(Source passage)
"""

The present invention contemplates an automated settlement method and system that offers two different settlement processes. The two options can be called: (1) the Confidential Offer Program; and (2) the Split and Settle option. Under either option, one party, such as the party receiving money, initiates the automated settlement system for the specific dispute by opening an account on an internet website. That party must agree to a contract regarding this automated settlement process that is displayed on the secure website. This contract becomes binding upon acceptance of the same contract by the other party. When the account is opened, the initial party, or Offeror, enters an offer amount under either or both of the two settlement processes.

The website serves as a web shell for the underlying software that processes and maintains the requested account and administers the automated settlement process, including the automatic generation of e-mail notices to the parties. The settlement account is created by the first party to register, and the software automatically sends an e-mail notification to the other party that a settlement account has been opened and that an offer to settle the dispute has been made. The other party must then register on the website for the settlement process to commence. As mentioned above, this registration by the other party, or Offeree, requires acceptance of the automated settlement contract. The system can establish a predetermined time frame in which registration by the Offeree must be completed, for instance fifteen days from the e-mail notice. A second reminder notice can be sent, but a failure to register by the other party will result in the account being automatically closed. A failure to register can be taken as a signal that the other party is unwilling to participate in an automated settlement process; however, the initiating party can re-open the account if he/she believes that the failure to register was unintentional.

One of the settlement options that can be used is the Confidential Offer Program which provides a method for helping two parties negotiate an agreement as to how much money one party (the Payor) will pay to the other party (the Payee). The money payment can be related to any type of account, transaction or circumstance, such as a disputed debt, conflict over costs of goods or services or money damages for a sustained injury by the payee. The principal feature underlying the Confidential Offer Program is the ability of each party to tender any offer through a secure, confidential internet account. Neither party learns of the amount of the other party's offers unless and until the disclosure condition arises. When this disclosure condition is met, the latest offer of each party is disclosed to the other party. The contract executed by both parties will make the disclosed settlement offers binding upon both parties.

In accordance with the present invention, the disclosure condition for the Confidential Offer Program is determined according to a Proximity Test. In the preferred embodiment of the invention, the Proximity Test is initially applied to the Offeror's opening offer. In a first form, the Proximity Test determines whether the Offeree's responsive offer is within a specified dollar amount, or within a specified percentage, of the Offeror's opening offer. This dollar amount or percentage can be pre-selected by the party initiating the Confidential Offer Program (the Offeror).

"""

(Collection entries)
"""

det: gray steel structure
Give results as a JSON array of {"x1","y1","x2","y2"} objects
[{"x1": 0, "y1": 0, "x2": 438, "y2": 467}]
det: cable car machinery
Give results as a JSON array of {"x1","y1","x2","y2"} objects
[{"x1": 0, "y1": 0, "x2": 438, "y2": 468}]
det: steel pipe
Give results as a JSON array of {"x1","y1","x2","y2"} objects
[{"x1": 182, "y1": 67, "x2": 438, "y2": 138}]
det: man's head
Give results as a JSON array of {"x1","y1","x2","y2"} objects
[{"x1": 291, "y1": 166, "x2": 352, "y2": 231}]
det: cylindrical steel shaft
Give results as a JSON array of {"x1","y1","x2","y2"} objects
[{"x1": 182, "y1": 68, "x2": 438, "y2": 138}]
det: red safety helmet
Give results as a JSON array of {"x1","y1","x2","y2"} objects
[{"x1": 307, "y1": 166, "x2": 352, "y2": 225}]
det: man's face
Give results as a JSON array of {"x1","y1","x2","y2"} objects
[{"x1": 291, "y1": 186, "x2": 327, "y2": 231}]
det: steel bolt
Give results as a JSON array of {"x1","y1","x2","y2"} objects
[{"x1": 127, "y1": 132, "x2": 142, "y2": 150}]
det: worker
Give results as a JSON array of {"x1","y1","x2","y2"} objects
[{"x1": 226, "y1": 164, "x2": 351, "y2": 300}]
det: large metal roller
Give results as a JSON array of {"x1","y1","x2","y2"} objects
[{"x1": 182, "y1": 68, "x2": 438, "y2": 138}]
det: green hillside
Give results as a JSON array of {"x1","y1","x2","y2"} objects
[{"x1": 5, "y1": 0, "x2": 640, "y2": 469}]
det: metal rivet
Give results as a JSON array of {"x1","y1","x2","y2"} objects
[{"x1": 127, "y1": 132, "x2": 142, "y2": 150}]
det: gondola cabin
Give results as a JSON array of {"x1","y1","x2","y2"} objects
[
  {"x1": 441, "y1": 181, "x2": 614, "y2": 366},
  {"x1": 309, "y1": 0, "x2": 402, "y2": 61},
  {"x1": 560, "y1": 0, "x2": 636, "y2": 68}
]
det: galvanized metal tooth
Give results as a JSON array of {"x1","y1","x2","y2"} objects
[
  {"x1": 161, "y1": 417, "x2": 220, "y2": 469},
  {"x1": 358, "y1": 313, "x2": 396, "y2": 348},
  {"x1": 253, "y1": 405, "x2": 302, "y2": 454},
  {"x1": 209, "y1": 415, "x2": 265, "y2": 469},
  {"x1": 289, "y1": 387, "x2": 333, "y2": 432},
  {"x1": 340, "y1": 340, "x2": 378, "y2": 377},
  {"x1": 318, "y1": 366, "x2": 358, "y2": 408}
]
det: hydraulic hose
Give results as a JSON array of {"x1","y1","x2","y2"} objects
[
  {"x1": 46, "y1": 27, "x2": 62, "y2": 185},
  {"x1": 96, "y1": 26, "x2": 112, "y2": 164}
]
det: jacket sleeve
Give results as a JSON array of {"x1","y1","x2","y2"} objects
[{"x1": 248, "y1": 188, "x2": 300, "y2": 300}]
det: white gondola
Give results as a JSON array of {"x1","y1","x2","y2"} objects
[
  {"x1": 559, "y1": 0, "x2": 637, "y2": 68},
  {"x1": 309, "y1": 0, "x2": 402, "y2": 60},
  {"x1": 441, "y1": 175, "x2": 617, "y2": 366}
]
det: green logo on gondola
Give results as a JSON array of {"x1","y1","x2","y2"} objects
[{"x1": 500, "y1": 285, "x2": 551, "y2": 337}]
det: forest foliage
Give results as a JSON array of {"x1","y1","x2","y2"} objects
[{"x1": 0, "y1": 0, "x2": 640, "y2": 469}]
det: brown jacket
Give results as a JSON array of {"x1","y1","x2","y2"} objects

"""

(Tasks to complete)
**1.** Extract the portion of the settlement system description between "In accordance with" and "Program (the Offeror).", inclusive.
**2.** According to the settlement system description, what happens to the settlement account if the other party fails to register?
Rely only on the settlement system description to answer.

(Expected results)
**1.**
In accordance with the present invention, the disclosure condition for the Confidential Offer Program is determined according to a Proximity Test. In the preferred embodiment of the invention, the Proximity Test is initially applied to the Offeror's opening offer. In a first form, the Proximity Test determines whether the Offeree's responsive offer is within a specified dollar amount, or within a specified percentage, of the Offeror's opening offer. This dollar amount or percentage can be pre-selected by the party initiating the Confidential Offer Program (the Offeror).

**2.** The account is automatically closed.